Exercise requirements
a) List the nodes of oppression that the intersectionality article names.
b) According to the intersectionality article, in what field and country did intersectionality originate?

Text provided
——————

Intersectionality: Materialism or culturalism?

Michael Nassen Smith | Amandla | 23 August 2018

 

Intersectionality has become a “master” concept in progressive circles today. With origins in critical legal studies in the USA, it has quickly spread across the globe and found a home in popular consciousness in South Africa largely due to the success of the student movement.

Intersectionality has a powerful heuristic, descriptive and political organisational value. However, I think that making a distinction between intersectionality as an “analytic sensibility” (as Kimberly Crenshaw put it) and the “theories” that people bring with them to the table when confronting oppression, is crucial for those interested in achieving social justice.

I believe that a materialist approach to intersectionality is superior to a growing current of culturalism and identitarianinism infiltrating academic and activist spaces.  

Materialist intersectionality

Intersectional criticism demands that researchers and activists attend to the fact that oppressions are multiple and interlocking. Yet it does not provide a theory for how the various nodes of oppressions it identifies- race, class, gender, sexuality- work.

Let us take the question of race.

A materialist theory of race holds that the Atlantic slave trade and European colonial adventures, provided the rationale for the institutionalisation of racial ideology and white supremacy. The emergence of capitalism was crucial to the emergence of racial difference. Since then, race has been a social construction that has evolved within a set of social relations anchored to a particular system of production.

——————

Supplied data
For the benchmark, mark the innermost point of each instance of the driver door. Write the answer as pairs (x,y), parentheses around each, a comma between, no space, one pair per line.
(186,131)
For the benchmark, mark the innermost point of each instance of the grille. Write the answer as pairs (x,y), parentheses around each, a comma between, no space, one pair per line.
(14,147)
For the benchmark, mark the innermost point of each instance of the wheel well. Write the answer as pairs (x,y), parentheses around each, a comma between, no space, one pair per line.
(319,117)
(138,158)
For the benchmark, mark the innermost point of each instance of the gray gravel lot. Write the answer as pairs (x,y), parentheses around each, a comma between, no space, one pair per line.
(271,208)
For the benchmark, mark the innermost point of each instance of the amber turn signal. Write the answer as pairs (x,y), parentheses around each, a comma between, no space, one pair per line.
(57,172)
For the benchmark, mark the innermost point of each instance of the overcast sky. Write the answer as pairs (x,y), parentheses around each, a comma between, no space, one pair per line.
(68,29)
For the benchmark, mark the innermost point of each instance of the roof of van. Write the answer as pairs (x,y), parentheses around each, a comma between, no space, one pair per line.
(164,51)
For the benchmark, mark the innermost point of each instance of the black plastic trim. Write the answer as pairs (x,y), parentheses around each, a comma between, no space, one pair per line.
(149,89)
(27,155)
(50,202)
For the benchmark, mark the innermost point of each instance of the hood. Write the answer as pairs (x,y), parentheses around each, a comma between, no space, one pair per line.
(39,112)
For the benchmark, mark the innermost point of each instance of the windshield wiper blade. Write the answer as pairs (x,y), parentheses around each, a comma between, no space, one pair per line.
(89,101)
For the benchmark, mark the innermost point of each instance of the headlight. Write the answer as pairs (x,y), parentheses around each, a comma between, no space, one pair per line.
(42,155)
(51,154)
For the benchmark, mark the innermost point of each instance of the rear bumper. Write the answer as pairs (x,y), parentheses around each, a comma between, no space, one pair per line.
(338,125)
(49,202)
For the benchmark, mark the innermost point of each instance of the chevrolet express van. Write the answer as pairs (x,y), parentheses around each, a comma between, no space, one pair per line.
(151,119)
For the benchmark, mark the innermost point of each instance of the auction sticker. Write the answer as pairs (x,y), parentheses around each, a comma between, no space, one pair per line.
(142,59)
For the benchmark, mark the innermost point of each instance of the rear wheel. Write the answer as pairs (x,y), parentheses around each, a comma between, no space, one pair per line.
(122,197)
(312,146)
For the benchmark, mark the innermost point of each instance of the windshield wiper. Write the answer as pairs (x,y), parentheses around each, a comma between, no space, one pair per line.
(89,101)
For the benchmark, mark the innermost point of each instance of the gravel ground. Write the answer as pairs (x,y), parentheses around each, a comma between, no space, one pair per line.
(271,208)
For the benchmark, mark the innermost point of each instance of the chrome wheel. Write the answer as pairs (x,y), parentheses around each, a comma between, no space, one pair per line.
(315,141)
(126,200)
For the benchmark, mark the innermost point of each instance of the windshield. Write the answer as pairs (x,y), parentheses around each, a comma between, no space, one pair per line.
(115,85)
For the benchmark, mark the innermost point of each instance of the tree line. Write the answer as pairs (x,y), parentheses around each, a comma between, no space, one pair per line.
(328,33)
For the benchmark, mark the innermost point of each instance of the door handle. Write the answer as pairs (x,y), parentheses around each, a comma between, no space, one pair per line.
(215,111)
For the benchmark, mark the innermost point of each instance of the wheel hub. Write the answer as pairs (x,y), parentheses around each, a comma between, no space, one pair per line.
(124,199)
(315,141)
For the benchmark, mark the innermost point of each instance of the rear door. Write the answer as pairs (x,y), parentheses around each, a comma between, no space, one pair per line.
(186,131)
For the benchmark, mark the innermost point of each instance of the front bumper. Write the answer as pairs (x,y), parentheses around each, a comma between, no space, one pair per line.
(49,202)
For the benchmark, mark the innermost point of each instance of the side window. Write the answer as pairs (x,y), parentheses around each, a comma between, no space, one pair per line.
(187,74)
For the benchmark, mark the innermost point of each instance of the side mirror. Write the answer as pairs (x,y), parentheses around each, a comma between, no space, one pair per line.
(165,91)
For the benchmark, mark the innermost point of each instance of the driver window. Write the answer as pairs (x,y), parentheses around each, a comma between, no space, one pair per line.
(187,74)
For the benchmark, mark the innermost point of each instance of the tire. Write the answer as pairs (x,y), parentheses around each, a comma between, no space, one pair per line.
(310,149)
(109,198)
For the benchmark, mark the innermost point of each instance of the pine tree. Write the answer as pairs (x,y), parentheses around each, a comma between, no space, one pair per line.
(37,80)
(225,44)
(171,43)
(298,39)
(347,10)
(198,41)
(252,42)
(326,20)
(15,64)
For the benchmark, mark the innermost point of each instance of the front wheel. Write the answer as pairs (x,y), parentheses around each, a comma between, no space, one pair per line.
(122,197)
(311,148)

——————

Solutions to the exercise
a) Race, class, gender, sexuality

b) Critical legal studies in the USA.